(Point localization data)
┌──
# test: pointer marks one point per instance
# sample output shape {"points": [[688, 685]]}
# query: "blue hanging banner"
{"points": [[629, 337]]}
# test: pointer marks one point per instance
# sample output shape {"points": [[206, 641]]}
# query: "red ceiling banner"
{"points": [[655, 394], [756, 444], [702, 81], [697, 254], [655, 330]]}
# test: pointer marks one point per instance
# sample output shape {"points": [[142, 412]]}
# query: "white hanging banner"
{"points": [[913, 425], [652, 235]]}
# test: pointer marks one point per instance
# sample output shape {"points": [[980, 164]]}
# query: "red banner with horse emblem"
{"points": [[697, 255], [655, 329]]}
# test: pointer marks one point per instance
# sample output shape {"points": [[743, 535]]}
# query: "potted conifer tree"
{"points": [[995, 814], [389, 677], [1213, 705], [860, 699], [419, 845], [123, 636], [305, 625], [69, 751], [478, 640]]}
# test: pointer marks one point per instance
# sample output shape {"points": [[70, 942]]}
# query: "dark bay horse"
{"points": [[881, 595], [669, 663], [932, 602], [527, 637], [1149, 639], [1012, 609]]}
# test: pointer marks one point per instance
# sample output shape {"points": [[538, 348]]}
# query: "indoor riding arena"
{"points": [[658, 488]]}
└──
◆ **ASSIGNMENT**
Repeat each line above exactly as it stands.

◆ **SOLUTION TO THIS TASK**
# test: pointer marks one point per instance
# sample output shape {"points": [[688, 685]]}
# query: "blue hanging banner"
{"points": [[629, 337]]}
# test: pointer marks one point per instance
# sample output shape {"points": [[206, 641]]}
# query: "red ceiling banner"
{"points": [[655, 394], [756, 444], [702, 81], [697, 254], [655, 330]]}
# test: pointer marks one point per instance
# sample output shape {"points": [[142, 412]]}
# query: "white hanging banner"
{"points": [[913, 425], [652, 235]]}
# test: pointer marks one point per instance
# sample output shape {"points": [[980, 164]]}
# query: "red banner with horse emblem"
{"points": [[697, 255], [655, 329]]}
# test: pointer marks one point per instance
# sample output shape {"points": [[743, 535]]}
# query: "potted conifer tree"
{"points": [[995, 814], [389, 677], [1213, 705], [860, 699], [419, 845], [123, 636], [305, 625], [69, 751], [478, 640]]}
# test: pointer marks one point per instance
# sample output shape {"points": [[70, 942]]}
# query: "dark bay horse"
{"points": [[881, 595], [669, 663], [932, 602], [527, 637], [1149, 639], [1012, 609]]}
# test: pointer marks one point per instance
# sample output shape {"points": [[538, 348]]}
# query: "indoor riding arena"
{"points": [[658, 488]]}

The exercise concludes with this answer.